* [Data records]:
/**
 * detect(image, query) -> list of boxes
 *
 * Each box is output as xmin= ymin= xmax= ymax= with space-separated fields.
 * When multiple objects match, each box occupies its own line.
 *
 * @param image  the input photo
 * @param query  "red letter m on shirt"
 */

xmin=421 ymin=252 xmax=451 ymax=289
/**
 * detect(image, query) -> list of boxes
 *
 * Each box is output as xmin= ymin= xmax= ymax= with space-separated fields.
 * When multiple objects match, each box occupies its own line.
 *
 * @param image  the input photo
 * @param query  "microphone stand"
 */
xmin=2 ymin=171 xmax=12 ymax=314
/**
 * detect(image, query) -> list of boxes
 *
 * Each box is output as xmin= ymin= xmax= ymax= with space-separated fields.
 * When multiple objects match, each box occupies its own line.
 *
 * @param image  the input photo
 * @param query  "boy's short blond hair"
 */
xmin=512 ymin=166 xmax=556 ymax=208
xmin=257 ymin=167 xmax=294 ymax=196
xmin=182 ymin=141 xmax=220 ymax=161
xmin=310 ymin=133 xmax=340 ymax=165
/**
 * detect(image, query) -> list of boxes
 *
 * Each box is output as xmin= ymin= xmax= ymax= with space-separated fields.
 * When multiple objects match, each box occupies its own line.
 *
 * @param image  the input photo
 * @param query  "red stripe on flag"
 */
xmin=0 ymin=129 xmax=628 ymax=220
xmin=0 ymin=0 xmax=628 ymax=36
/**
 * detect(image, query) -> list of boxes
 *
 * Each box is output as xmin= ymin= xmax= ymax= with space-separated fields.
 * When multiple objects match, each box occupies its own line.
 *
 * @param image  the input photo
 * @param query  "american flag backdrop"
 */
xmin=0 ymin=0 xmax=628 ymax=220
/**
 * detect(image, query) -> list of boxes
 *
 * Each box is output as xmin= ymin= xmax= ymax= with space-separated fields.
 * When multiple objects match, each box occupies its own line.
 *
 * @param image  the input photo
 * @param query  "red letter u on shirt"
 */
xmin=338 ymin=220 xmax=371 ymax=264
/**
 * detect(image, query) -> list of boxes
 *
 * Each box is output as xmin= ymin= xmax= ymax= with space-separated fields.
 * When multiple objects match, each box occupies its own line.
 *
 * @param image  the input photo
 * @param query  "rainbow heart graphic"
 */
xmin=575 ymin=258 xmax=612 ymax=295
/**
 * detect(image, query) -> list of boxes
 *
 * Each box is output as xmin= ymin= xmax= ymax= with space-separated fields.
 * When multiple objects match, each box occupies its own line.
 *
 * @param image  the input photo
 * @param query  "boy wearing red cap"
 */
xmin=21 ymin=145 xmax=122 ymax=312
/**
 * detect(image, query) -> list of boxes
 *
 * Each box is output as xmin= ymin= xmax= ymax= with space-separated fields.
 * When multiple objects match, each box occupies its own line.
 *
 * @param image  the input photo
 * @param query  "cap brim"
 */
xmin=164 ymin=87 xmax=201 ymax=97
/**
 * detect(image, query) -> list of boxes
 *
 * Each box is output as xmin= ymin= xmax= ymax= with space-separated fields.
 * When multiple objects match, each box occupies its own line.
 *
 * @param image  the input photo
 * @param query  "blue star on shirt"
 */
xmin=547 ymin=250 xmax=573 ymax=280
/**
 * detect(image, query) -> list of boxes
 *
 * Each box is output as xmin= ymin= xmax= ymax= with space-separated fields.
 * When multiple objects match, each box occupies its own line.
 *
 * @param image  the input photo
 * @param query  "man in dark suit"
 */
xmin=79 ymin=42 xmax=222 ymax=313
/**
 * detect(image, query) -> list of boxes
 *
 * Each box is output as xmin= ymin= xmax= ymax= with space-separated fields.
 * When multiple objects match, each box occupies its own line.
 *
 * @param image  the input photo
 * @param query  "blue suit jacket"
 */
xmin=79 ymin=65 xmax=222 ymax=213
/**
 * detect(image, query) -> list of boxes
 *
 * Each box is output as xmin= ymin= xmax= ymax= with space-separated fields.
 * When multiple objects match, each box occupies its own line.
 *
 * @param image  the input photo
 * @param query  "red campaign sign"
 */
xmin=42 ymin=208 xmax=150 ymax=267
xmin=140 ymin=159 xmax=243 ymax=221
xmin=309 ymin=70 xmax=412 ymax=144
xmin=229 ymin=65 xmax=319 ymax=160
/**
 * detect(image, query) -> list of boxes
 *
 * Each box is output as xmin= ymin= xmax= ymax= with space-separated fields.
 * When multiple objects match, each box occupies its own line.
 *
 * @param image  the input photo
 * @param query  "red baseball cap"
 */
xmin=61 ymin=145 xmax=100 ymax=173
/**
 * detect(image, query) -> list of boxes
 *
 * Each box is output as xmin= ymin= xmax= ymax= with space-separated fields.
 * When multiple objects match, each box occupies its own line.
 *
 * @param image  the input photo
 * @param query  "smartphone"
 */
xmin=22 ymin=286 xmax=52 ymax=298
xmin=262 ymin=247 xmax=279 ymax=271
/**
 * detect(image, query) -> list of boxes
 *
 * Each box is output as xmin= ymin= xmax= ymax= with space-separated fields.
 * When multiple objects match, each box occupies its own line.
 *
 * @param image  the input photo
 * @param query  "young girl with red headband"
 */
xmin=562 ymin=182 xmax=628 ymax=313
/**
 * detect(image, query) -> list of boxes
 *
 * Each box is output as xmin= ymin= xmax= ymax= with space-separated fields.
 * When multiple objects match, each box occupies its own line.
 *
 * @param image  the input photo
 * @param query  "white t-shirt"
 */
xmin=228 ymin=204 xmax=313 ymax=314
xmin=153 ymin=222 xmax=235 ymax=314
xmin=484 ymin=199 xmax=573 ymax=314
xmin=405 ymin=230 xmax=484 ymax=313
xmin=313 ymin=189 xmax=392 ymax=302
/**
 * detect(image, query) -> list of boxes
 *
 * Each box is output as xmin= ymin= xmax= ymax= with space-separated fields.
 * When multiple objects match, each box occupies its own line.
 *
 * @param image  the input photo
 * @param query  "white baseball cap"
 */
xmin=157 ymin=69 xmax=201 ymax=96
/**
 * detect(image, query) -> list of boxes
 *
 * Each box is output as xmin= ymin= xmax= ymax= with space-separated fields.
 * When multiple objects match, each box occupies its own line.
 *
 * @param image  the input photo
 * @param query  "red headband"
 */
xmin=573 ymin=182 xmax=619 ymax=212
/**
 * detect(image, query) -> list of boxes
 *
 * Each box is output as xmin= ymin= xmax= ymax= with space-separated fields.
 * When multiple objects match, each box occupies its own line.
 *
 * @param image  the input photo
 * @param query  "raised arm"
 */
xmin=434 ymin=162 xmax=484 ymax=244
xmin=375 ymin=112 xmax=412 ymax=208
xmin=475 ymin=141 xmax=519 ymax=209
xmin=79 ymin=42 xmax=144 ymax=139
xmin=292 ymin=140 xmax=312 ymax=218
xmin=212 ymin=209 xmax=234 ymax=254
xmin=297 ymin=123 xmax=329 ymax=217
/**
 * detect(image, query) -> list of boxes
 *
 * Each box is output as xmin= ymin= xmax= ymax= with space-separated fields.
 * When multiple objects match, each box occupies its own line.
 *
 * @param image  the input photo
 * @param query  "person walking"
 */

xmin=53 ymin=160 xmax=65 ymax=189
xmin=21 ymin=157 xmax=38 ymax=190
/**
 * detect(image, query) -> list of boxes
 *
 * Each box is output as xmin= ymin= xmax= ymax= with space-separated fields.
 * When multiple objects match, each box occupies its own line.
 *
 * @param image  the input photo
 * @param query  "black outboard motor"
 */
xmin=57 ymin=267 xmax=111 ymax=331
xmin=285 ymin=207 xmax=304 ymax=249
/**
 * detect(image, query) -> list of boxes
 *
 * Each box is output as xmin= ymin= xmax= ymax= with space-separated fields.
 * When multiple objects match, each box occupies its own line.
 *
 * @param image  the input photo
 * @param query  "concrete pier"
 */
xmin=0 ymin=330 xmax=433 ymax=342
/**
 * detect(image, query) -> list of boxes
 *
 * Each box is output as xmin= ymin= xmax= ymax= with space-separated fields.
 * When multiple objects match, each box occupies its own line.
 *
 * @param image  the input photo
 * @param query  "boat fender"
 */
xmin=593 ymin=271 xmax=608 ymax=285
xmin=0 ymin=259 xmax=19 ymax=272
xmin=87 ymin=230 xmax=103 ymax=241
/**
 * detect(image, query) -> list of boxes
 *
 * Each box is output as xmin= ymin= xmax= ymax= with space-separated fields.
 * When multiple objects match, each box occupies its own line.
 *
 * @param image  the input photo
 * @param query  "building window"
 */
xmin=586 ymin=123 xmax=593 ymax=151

* [Exercise details]: Find every line in the records that contains the string "baseball" and copy each of those lines. Match case exactly.

* [Written reply]:
 * @param query  "red baseball cap"
 * @param query  "white baseball cap"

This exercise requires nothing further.